What to produce: In the material below, which lines hold the word "background"? Pick each one out.

Data provided:
* * *

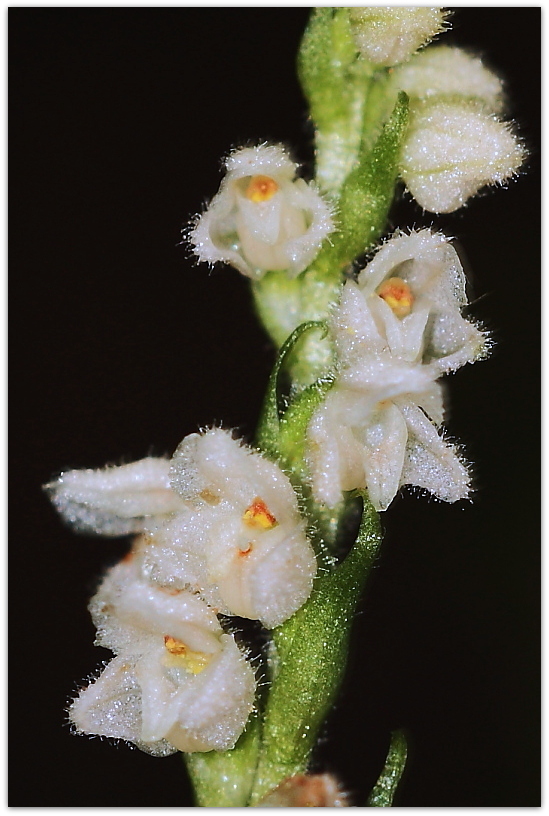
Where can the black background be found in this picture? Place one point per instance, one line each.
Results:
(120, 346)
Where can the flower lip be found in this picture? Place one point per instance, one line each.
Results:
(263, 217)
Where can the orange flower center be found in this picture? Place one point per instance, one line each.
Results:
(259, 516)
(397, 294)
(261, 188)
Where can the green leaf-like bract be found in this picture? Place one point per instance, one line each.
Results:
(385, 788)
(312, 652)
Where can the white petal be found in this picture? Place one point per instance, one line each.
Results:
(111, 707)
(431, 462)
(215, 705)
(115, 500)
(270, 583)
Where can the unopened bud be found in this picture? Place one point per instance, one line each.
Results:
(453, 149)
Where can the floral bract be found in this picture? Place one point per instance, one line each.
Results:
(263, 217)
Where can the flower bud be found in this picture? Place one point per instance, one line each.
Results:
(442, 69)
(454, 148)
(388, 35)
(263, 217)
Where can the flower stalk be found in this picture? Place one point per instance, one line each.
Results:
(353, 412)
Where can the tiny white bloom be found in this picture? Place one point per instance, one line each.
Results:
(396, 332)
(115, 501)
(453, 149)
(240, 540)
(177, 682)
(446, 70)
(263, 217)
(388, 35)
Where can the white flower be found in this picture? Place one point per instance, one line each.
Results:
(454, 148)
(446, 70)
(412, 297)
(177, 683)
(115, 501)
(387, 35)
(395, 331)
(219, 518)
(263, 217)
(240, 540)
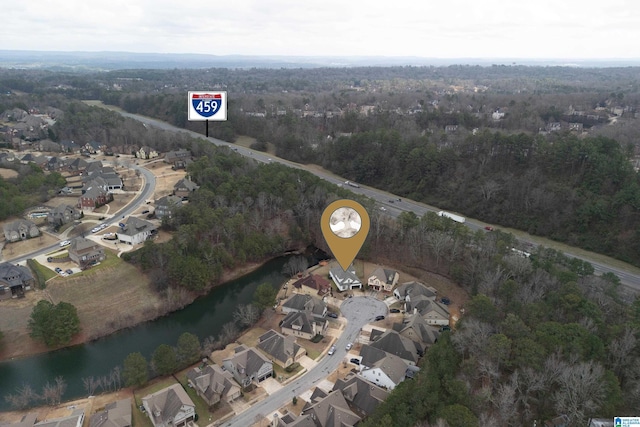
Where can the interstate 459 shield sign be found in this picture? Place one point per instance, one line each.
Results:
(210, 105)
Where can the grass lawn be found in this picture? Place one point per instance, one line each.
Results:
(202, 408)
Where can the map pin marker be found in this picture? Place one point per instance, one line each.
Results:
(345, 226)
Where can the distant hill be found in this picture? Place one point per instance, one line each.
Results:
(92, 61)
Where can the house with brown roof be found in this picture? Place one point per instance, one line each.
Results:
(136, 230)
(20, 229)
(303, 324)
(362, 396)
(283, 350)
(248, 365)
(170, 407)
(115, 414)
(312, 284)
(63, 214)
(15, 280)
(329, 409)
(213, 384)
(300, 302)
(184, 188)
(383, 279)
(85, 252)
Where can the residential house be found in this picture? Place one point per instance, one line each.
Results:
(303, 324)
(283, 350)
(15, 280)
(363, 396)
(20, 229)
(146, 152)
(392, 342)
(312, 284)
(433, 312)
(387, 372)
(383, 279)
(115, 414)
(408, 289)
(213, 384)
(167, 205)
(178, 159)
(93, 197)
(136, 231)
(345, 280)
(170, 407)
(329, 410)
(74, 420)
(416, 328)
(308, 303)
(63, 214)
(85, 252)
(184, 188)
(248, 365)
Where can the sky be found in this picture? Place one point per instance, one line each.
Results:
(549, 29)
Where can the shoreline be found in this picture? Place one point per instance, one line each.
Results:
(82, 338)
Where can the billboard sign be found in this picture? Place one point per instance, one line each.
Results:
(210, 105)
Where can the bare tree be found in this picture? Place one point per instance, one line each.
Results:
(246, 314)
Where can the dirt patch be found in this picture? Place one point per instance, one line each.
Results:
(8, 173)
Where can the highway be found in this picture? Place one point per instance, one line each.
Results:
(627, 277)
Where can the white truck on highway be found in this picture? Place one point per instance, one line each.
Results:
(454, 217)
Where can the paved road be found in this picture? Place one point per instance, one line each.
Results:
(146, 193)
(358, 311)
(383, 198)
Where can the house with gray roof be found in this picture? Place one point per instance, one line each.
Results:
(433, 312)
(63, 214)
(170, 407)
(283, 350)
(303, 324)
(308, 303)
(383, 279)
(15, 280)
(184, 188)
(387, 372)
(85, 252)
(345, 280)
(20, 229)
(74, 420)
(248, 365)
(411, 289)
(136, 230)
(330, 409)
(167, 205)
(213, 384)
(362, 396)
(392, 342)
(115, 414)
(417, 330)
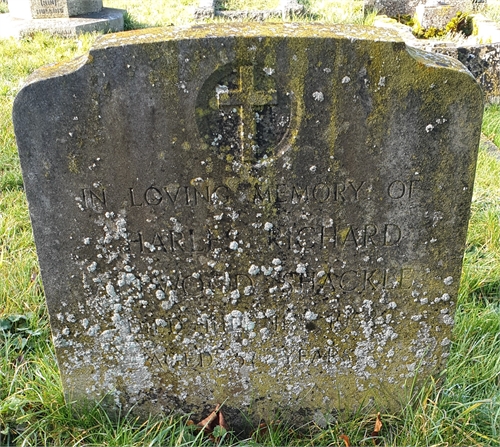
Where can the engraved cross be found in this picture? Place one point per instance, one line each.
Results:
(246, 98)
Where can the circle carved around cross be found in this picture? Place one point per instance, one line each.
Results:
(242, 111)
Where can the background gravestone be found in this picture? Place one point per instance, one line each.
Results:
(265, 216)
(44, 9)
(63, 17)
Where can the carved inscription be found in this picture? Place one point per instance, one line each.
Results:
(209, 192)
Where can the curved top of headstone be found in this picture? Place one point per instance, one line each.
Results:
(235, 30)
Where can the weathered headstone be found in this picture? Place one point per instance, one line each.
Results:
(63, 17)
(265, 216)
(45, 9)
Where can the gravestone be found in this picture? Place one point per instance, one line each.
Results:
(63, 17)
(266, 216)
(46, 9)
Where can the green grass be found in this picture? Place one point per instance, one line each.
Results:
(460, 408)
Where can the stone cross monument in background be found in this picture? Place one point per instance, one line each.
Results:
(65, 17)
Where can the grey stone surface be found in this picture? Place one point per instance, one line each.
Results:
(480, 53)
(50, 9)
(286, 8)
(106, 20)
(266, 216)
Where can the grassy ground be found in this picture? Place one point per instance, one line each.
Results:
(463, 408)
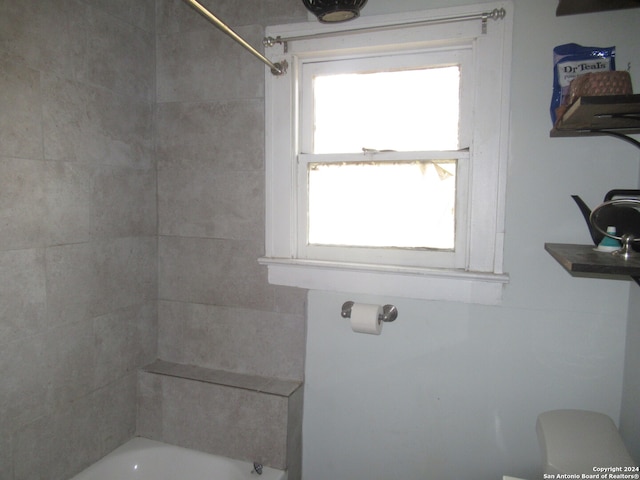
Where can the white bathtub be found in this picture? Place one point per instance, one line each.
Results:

* * *

Answer for the task:
Where can the black background be found in this picture? Place one point per instance, one line each.
Where can the background gravestone be found in this picture? Place one point per instance, one line each.
Where can the stone cross monument in background be found in this picture? Place one point per instance, one line each.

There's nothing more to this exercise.